--- Start Passage shown ---

January 14, 2014

 

Letter to Chairman of Senate Finance Committee Re: Tax Reform Discussion Drafts

Dear Chairman Baucus:

Taxpayers for Common Sense is a national non-partisan budget watchdog that has been working on behalf of the nation’s taxpayers since 1995. We applaud the work done to produce the tax reform discussion drafts. It has been more than a quarter-century since the last overhaul of the tax code, and in that time it has become littered with increased complexity, parochial tax treatments, and revenue giveaways.

Everyone believes federal tax policy should improve economic growth. This will reduce the rate of growth of our debt – and should ultimately decrease the overall size of our debt. Many of the proposals set forth in the discussion drafts begin to remove unnecessary favoritism for certain corporate taxpayers, reduce the number of distortions in the tax code overall, and create more certainty with regard to international taxation. We believe these changes will generally make the tax code more efficient. Please find our more detailed comments below.

We also believe that tax policy, like federal spending, must help maximize the benefits of economic growth for all taxpayers. We urge the Finance Committee to continue its work by tackling similar policies within the individual income tax system. Specific provisions, such as the Mortgage Interest Deduction, are expensive, ineffective, and predominantly benefit a small subset of individual taxpayers. The costs of this provision, and others like it, outweigh its benefits to economic growth.

Finally, there must be more regular review of the individual and corporate tax codes to ensure that they are providing a return on the taxpayer’s forgone revenue investment. The existing lack of oversight and scrutiny rewards political inertia, rather than performance.

--- End Passage shown ---

> **Directive 1**
From the records below, select every line that contains the word "mask", and copy each of those lines.

--- Start Items ---

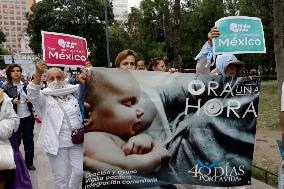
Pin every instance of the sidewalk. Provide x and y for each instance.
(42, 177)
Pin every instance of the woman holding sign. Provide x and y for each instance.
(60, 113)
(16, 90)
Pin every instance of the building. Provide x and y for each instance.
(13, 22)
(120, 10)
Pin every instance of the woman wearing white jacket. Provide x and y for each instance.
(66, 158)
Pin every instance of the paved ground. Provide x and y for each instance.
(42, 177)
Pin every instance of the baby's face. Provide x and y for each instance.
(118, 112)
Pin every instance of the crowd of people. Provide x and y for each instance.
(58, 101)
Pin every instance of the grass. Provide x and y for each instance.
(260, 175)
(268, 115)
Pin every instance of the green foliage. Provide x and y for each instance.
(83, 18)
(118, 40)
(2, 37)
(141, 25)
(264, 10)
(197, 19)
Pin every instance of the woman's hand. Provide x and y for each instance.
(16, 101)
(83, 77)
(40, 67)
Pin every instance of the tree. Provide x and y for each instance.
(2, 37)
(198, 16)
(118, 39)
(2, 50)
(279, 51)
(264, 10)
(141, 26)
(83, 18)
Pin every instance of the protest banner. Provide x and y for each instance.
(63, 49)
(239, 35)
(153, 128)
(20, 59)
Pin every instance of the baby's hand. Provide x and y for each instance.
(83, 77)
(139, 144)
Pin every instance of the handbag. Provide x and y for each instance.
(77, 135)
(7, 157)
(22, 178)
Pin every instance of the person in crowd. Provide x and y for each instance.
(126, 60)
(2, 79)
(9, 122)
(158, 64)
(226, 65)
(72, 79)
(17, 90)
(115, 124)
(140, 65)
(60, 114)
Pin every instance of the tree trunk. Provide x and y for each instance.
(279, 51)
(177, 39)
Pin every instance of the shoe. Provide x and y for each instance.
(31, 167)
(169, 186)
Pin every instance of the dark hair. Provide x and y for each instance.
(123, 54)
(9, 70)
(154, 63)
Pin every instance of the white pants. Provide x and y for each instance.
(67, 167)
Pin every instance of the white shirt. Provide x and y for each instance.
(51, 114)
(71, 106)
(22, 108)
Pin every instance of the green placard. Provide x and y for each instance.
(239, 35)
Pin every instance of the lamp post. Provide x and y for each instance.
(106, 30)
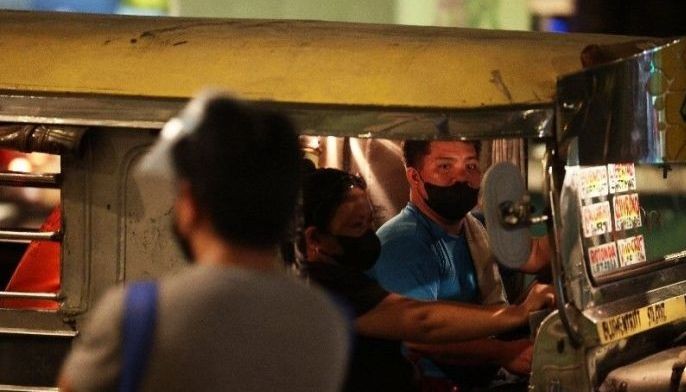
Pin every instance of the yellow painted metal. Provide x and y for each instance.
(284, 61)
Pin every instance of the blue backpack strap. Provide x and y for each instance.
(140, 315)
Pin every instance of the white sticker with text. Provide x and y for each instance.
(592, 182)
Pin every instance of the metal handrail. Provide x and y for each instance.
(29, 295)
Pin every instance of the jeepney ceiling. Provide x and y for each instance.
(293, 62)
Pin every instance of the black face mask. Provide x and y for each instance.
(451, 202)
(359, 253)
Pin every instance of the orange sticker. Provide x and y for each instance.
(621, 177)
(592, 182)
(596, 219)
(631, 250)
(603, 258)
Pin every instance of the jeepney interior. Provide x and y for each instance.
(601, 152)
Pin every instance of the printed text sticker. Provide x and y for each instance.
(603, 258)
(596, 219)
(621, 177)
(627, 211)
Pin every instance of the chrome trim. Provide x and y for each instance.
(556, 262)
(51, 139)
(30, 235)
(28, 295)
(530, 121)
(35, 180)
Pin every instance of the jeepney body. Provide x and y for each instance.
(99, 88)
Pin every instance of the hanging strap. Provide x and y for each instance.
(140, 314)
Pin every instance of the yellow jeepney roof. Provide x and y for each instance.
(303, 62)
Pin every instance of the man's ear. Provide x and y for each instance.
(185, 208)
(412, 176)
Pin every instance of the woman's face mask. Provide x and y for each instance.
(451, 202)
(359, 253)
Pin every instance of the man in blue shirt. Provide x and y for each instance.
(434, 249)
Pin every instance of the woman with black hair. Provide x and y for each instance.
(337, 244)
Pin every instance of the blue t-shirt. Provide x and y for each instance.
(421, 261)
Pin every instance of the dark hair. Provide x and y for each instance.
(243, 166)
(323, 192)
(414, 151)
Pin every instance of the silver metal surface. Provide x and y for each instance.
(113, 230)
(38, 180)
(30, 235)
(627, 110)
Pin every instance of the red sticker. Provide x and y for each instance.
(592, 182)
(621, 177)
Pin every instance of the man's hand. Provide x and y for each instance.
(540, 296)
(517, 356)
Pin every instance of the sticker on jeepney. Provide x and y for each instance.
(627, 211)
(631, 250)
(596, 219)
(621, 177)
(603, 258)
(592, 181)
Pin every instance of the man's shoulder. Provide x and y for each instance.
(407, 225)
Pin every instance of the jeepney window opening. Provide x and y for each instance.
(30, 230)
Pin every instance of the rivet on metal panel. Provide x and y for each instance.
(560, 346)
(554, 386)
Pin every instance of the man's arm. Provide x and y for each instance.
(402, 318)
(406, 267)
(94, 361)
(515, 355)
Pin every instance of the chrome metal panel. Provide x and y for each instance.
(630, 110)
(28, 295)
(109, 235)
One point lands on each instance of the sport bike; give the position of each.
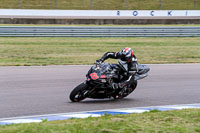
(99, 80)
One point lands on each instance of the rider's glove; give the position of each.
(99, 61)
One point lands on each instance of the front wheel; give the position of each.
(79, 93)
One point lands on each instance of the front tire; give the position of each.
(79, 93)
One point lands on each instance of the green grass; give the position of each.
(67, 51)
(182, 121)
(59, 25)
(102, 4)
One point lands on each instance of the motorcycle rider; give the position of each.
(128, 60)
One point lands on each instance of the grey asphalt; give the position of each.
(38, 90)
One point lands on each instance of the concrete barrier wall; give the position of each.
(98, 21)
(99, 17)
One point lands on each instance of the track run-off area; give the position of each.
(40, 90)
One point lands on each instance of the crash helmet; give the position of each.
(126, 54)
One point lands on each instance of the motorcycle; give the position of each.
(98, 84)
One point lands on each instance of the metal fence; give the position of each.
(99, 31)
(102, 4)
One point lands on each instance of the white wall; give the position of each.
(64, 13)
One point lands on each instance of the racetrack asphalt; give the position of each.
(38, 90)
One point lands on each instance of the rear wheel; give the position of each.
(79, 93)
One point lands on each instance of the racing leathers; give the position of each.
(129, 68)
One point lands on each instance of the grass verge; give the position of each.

--- End Items ---
--- Start Items ---

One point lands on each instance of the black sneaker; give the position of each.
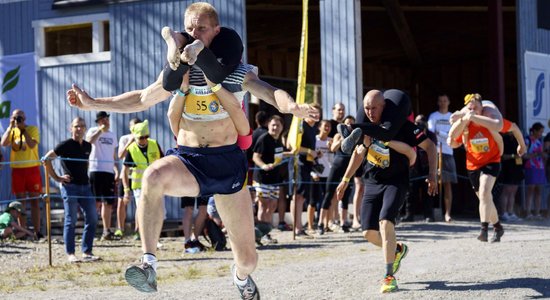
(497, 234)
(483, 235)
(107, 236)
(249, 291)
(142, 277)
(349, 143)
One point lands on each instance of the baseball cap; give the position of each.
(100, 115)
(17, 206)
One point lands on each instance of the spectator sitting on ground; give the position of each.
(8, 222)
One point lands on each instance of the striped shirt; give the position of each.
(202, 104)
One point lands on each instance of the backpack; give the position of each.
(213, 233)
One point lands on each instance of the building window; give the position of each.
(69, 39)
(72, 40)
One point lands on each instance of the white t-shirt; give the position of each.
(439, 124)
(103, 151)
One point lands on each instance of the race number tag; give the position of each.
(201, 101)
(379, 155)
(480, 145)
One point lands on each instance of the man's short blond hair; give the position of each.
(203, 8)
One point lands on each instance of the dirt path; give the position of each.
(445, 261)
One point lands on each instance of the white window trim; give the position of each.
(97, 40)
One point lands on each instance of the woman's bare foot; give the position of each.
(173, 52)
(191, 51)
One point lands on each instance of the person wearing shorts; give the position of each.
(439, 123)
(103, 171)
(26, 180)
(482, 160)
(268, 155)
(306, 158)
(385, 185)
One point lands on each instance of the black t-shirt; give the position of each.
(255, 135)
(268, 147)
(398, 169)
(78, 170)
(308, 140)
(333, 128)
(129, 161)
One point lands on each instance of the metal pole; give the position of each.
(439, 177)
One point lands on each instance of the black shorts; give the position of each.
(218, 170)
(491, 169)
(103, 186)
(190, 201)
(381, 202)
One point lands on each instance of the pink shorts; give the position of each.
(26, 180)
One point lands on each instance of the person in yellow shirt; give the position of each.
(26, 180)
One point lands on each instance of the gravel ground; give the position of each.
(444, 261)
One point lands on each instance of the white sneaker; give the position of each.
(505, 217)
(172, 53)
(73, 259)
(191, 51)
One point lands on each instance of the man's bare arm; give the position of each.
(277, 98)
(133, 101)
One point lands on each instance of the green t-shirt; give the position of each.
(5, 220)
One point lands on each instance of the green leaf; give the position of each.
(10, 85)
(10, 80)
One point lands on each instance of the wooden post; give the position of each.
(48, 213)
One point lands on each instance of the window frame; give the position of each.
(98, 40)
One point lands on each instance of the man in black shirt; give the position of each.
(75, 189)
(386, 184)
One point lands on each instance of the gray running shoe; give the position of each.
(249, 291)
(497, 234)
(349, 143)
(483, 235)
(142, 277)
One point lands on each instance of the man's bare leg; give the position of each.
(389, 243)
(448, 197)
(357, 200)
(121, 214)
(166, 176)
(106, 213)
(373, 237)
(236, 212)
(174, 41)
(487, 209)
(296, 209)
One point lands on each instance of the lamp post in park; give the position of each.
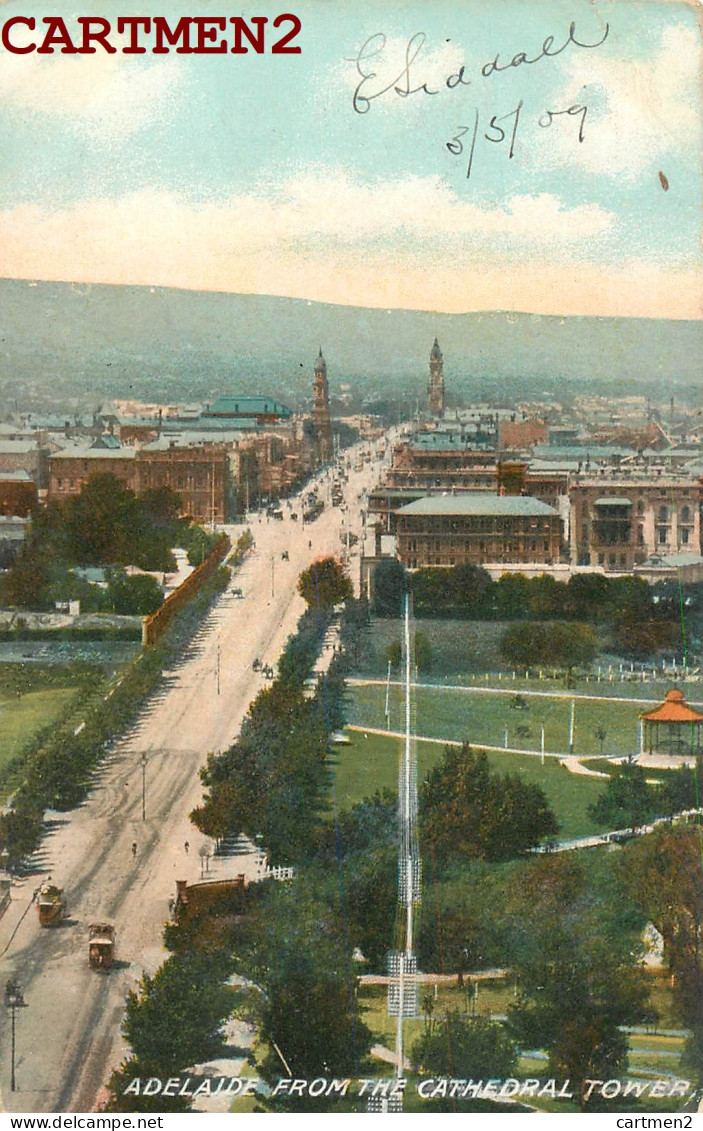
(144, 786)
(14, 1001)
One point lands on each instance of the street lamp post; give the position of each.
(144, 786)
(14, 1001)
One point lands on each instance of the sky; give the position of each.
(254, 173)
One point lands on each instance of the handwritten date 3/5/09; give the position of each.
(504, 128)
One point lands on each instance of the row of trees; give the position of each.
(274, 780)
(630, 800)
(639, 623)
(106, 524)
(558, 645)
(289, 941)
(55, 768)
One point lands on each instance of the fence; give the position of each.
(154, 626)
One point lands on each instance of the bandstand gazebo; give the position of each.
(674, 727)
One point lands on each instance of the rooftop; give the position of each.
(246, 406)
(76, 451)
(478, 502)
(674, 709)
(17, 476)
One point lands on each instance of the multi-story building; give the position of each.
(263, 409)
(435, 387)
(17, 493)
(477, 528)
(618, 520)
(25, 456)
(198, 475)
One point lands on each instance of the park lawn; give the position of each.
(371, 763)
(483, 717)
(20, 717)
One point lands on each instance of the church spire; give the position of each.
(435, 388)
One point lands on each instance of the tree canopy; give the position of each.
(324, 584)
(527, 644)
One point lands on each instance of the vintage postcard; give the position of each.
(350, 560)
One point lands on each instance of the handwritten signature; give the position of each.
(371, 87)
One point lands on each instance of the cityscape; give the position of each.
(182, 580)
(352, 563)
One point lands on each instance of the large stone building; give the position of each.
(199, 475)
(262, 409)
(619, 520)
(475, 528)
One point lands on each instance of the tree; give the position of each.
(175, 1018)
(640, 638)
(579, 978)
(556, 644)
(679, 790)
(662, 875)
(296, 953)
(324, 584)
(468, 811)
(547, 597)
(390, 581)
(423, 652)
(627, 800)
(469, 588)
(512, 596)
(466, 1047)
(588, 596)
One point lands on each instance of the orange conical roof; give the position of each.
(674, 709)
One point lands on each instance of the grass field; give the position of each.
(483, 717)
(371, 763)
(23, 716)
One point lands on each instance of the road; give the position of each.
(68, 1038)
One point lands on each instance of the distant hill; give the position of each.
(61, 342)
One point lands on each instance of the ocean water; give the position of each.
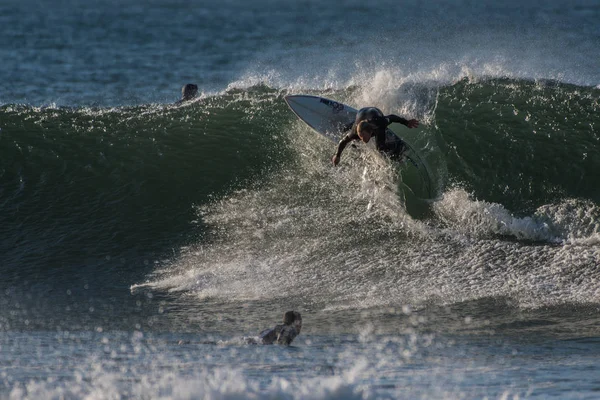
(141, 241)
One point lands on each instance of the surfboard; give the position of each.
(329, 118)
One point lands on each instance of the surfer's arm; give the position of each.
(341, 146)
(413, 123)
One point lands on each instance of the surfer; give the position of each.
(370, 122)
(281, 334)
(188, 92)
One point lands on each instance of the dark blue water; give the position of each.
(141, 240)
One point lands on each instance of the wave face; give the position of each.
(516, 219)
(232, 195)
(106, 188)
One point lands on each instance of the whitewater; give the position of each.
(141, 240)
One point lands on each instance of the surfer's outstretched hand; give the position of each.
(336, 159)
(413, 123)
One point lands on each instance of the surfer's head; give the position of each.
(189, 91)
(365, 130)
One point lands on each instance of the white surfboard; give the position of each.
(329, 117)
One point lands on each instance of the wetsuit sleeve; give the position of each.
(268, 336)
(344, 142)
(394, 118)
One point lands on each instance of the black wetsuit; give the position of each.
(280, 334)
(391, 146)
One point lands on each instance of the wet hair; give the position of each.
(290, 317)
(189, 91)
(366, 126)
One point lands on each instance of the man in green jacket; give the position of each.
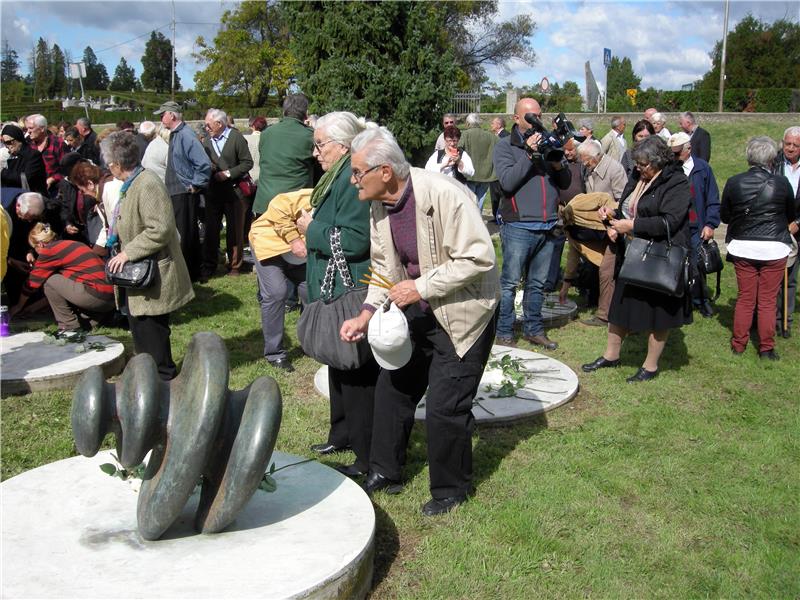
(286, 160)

--- End Items ---
--- Start Items ---

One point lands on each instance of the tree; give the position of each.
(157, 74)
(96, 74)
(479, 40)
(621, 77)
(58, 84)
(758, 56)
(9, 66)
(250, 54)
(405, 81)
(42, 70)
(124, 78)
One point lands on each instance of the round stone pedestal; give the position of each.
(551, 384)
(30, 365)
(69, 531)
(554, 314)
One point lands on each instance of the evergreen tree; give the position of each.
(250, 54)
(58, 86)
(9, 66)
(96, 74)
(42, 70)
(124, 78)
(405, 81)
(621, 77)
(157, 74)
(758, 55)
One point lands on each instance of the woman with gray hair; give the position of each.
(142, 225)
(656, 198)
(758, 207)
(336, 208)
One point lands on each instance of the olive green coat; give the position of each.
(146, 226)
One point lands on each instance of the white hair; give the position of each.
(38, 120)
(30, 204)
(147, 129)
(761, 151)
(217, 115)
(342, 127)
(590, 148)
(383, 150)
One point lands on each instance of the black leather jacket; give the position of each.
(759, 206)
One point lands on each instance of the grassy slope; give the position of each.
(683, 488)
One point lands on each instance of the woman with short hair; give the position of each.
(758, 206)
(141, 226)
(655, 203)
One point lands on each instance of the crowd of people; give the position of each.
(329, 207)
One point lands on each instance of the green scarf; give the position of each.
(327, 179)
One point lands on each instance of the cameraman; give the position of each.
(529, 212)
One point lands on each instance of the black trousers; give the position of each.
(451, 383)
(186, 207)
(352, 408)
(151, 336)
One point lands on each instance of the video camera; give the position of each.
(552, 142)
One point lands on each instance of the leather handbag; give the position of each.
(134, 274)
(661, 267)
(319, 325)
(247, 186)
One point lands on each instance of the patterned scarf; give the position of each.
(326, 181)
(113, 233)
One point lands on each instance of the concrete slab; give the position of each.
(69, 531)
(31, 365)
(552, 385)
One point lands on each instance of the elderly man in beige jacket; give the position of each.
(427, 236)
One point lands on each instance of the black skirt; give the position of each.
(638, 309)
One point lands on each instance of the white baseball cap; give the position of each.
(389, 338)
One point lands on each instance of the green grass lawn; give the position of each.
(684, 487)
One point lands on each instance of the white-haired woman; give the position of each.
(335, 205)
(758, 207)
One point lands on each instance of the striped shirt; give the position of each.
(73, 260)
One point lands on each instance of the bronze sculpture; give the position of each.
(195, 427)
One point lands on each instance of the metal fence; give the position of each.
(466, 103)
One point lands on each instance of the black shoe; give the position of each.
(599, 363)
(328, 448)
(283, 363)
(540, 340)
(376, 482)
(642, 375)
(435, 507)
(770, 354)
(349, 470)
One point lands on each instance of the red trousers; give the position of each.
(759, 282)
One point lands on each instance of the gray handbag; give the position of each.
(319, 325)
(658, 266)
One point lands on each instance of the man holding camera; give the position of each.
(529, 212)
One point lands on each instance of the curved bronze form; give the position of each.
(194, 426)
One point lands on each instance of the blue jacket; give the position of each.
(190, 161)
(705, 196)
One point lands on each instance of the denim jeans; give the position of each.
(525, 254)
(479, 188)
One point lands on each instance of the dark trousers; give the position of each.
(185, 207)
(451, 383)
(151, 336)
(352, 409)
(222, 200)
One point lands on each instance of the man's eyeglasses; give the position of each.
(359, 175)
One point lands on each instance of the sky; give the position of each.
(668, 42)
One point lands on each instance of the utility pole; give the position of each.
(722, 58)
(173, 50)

--- End Items ---

> **Directive 2**
Print the portion of the tax reform letter above that opens with the words containing "We also believe" and closes with "rather than performance.", copying it word for word.

> **Full response 1**
Pin every instance of the black face mask. Provide x and y for each instance.
Pin every instance of the woman's face mask. Provide x and y for each instance.

> **Full response 2**
We also believe that tax policy, like federal spending, must help maximize the benefits of economic growth for all taxpayers. We urge the Finance Committee to continue its work by tackling similar policies within the individual income tax system. Specific provisions, such as the Mortgage Interest Deduction, are expensive, ineffective, and predominantly benefit a small subset of individual taxpayers. The costs of this provision, and others like it, outweigh its benefits to economic growth.

Finally, there must be more regular review of the individual and corporate tax codes to ensure that they are providing a return on the taxpayer’s forgone revenue investment. The existing lack of oversight and scrutiny rewards political inertia, rather than performance.